- Objective -
Put the lines below into a numbered list, starting with the line containing "Pin every instance of the giraffe" and continuing through the final line, both included. Omit any blank lines.

- Extracted material -
──────────
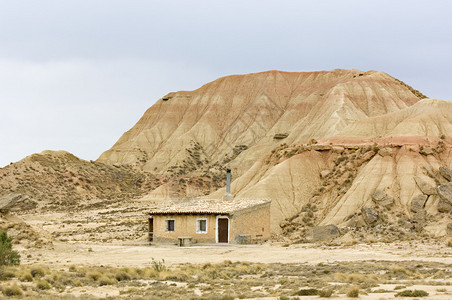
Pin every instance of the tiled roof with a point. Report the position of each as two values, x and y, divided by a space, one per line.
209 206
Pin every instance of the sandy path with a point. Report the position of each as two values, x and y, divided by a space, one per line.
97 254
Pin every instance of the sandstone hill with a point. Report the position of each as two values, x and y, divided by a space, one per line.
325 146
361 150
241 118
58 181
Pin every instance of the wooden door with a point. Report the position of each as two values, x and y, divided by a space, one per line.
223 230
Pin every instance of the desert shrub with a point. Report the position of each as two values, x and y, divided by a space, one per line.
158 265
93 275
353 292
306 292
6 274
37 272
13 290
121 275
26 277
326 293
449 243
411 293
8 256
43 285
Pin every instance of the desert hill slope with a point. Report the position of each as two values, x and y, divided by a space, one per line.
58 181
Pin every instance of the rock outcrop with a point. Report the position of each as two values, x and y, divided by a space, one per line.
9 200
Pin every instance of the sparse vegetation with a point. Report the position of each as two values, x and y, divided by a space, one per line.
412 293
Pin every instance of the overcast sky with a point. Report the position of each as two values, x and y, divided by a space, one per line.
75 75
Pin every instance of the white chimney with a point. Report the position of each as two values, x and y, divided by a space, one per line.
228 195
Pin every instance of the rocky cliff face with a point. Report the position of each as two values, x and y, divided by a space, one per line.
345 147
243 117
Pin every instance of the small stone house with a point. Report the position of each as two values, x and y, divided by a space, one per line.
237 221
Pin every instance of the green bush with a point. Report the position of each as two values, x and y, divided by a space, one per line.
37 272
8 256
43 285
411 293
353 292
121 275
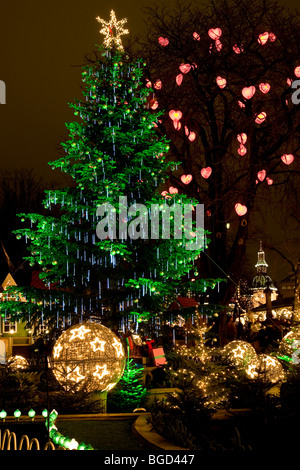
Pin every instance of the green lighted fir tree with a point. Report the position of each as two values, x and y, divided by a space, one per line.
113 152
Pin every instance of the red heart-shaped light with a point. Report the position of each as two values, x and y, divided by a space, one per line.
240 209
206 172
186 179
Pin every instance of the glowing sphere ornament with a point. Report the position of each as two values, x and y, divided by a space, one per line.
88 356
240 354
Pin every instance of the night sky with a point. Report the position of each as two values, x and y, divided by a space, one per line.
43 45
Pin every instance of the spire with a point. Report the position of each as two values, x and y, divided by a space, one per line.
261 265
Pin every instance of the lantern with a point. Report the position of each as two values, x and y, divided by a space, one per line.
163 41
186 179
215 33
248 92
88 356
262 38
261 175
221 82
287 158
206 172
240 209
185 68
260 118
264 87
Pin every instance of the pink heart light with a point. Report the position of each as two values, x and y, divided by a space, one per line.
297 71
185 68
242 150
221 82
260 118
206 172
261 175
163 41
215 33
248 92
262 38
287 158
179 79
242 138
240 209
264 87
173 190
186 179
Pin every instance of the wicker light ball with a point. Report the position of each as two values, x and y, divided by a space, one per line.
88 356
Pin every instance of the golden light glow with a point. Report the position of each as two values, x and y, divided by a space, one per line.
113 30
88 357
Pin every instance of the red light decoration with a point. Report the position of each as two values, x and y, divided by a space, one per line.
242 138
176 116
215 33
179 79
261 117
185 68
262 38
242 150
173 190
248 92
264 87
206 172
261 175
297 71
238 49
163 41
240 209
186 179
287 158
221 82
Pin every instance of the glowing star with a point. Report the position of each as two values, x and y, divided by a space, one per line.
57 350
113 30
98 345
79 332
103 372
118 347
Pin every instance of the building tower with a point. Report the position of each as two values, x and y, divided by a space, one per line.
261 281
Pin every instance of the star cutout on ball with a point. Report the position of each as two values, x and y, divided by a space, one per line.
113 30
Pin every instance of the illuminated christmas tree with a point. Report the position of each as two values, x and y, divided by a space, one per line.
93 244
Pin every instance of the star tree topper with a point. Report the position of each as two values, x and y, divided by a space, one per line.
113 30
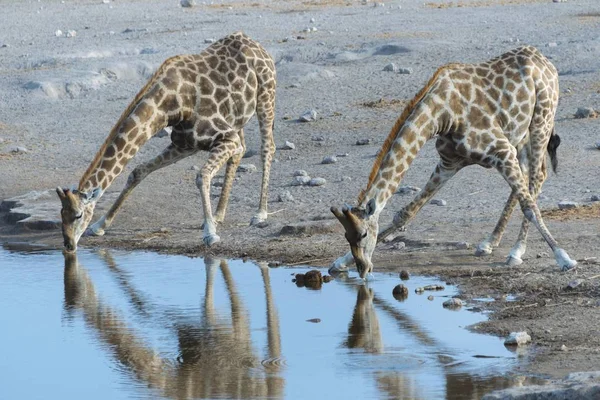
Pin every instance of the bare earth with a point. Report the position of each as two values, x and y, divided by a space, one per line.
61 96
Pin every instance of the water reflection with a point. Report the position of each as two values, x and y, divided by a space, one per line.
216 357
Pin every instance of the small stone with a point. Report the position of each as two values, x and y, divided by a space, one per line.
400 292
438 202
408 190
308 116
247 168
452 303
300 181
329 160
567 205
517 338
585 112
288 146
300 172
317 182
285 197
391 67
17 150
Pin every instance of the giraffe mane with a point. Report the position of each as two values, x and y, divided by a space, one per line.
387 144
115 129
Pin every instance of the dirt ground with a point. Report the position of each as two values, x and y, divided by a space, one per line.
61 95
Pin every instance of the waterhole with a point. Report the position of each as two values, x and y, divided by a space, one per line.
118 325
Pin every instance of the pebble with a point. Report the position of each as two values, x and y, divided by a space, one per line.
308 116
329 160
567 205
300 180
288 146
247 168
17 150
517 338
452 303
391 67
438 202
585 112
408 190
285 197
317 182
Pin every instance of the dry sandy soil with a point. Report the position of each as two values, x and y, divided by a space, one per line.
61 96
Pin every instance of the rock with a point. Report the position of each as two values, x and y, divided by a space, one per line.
──────────
- Written response -
1. Pin every instance of the giraffe mane with a point. Report the position of each as two values, x and y, divided by a space, one per line.
2. 387 144
3. 115 129
4. Pin every instance of the dirt ground with a point. Report the position of each as two values, x and y, divided by a space, one per line.
5. 61 95
6. Pin every instance of the waterhole with a point. Report the position of each as two values, x and y, divided by a space, one per line.
7. 118 325
8. Pin every instance of the pebble with a point. Report the position of each as two values, x and y, divided by a space, one per line.
9. 308 116
10. 329 160
11. 567 205
12. 300 180
13. 288 146
14. 247 168
15. 17 150
16. 517 338
17. 452 303
18. 391 67
19. 438 202
20. 585 112
21. 408 190
22. 285 197
23. 317 182
24. Pin every instance of the dry sandy soil with a point. Report the position of each as two values, x and y, divided by a space, one per line.
25. 61 96
26. Pin every instance of the rock with a point. Report the position of each as two values, x and y, divided by a space, one per line.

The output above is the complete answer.